#### [SELECTED TEXT]
__________

The sixth-seeded Gauff reached the French Open third round by beating 61st-ranked Austrian Julia Grabher 6-2, 6-3 on Thursday. Gauff, 19, next plays 16-year-old Russian Mirra Andreeva in the round of 32 on Saturday.

“I don’t see age as a factor,” said Gauff, who has practiced with Andreeva. “When you step on the court, you just see your opponent, and you don’t really think about the personal side of things. You just see forehand, backhand, serve, and all the same.”

Gauff made her major debut at age 15 in 2019 by beating Venus Williams at Wimbledon. In her 15 majors, Gauff has usually been the youngest male or female singles player, including most recently at 2022 Wimbledon. She is still the lone teenager in the WTA top 49.

But that may soon change. Youngsters from the Czech Republic and Russia are on the rise. Such as Andreeva, who, at No. 143 in the world and climbing, is the highest-ranked player under the age of 18. And she doesn’t turn 17 until next April. Andreeva dropped just six games in her first two matches, fewest of any woman.

__________

#### [Lines of data]
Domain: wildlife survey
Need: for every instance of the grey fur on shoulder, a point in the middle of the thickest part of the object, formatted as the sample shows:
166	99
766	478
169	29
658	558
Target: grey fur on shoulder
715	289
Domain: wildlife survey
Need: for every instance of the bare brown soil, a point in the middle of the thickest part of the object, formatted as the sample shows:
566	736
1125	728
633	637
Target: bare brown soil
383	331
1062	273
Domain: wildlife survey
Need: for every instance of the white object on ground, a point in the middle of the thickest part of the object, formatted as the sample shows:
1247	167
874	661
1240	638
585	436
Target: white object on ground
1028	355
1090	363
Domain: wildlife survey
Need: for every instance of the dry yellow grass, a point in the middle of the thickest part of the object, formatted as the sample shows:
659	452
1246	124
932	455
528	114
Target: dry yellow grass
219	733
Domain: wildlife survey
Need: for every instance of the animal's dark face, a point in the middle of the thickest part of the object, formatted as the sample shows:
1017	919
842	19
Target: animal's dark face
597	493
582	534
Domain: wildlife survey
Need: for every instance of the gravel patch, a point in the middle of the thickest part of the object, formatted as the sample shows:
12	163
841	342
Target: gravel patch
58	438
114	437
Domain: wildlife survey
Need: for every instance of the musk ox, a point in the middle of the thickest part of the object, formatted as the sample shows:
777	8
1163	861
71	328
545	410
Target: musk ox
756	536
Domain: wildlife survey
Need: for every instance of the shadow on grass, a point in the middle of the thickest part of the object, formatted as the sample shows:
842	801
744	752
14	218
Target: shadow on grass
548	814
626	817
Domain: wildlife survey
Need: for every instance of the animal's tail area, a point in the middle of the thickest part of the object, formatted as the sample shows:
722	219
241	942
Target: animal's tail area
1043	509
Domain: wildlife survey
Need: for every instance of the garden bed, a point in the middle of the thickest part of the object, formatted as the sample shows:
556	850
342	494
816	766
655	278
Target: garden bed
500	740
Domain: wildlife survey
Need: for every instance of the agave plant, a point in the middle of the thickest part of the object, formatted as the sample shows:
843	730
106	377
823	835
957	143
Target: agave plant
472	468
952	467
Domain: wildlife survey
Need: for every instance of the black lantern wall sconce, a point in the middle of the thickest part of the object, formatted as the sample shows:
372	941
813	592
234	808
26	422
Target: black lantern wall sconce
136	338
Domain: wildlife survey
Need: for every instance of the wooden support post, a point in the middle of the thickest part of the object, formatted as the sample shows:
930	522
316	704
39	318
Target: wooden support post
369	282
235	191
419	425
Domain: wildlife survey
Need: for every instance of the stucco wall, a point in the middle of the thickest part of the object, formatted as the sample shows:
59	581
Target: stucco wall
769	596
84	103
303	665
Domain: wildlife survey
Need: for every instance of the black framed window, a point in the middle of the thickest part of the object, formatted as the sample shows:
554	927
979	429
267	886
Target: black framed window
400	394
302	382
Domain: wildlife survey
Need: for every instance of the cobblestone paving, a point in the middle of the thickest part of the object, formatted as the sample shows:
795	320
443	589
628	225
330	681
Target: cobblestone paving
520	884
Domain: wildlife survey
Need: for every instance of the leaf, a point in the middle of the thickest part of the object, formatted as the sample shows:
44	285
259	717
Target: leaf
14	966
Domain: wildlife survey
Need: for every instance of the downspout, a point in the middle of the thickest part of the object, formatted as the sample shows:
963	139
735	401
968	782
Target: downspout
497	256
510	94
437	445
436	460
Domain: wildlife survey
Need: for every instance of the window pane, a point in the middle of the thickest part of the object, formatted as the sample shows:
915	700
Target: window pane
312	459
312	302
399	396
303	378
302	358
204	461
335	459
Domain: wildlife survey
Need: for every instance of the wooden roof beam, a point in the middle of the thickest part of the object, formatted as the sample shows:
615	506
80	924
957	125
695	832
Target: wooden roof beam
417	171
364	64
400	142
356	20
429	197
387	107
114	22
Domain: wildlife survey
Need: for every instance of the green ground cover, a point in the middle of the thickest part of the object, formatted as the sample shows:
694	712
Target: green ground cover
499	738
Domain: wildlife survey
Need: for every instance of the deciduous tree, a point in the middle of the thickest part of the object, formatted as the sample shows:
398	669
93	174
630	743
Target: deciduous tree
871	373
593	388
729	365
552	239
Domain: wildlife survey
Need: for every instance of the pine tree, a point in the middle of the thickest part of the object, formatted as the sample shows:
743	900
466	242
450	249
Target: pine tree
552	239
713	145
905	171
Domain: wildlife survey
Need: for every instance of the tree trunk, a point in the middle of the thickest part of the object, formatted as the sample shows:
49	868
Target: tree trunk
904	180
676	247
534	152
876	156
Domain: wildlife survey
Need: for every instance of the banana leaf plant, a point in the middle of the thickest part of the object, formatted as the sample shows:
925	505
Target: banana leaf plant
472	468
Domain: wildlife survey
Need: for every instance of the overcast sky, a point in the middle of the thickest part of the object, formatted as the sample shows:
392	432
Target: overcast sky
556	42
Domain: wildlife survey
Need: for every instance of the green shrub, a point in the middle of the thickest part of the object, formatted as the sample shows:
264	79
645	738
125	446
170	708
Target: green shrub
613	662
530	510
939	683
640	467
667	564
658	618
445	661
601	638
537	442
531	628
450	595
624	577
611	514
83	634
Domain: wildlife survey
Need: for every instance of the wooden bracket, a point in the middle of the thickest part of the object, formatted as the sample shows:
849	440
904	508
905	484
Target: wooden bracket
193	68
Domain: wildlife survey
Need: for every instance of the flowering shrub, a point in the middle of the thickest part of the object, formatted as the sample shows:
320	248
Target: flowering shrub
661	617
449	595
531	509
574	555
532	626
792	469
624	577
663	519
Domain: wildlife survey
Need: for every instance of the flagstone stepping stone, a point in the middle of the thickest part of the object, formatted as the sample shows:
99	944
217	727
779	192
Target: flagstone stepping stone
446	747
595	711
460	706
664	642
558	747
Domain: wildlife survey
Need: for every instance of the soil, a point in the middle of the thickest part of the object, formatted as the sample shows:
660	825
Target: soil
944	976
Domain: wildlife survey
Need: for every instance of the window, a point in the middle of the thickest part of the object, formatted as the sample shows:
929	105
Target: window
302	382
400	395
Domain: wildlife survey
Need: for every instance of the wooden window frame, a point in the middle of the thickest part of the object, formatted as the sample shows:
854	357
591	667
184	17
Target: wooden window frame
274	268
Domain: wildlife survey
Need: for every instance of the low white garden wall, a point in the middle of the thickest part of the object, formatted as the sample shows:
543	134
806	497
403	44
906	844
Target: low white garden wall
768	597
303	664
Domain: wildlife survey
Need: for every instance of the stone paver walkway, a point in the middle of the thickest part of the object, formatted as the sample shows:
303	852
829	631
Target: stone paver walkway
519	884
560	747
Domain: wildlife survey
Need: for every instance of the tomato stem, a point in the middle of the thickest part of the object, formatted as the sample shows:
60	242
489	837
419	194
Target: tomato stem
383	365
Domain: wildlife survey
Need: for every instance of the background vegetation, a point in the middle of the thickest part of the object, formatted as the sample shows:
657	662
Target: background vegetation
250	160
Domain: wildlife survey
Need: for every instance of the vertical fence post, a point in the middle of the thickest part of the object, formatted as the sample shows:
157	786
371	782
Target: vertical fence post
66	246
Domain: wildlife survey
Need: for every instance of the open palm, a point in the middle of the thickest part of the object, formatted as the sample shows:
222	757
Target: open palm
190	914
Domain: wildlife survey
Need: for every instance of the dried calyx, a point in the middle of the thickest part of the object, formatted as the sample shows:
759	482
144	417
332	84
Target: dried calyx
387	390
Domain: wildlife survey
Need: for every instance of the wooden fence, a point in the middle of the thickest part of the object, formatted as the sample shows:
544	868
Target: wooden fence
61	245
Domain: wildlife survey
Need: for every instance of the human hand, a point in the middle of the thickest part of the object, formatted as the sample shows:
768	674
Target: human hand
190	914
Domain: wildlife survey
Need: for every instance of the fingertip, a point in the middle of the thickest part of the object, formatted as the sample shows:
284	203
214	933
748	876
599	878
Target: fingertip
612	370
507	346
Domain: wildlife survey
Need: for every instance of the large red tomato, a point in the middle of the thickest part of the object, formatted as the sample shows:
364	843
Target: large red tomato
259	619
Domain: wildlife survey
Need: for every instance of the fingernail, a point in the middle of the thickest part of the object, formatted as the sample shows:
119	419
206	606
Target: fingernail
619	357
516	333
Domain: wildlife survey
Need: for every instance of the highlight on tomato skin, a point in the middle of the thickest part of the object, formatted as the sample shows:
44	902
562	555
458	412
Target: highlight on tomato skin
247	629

__________

From the passage about Gauff above, copy word for word the part that begins at the words "The sixth-seeded Gauff" and stops after the words "WTA top 49.".

#### [ANSWER TO THIS EXERCISE]
The sixth-seeded Gauff reached the French Open third round by beating 61st-ranked Austrian Julia Grabher 6-2, 6-3 on Thursday. Gauff, 19, next plays 16-year-old Russian Mirra Andreeva in the round of 32 on Saturday.

“I don’t see age as a factor,” said Gauff, who has practiced with Andreeva. “When you step on the court, you just see your opponent, and you don’t really think about the personal side of things. You just see forehand, backhand, serve, and all the same.”

Gauff made her major debut at age 15 in 2019 by beating Venus Williams at Wimbledon. In her 15 majors, Gauff has usually been the youngest male or female singles player, including most recently at 2022 Wimbledon. She is still the lone teenager in the WTA top 49.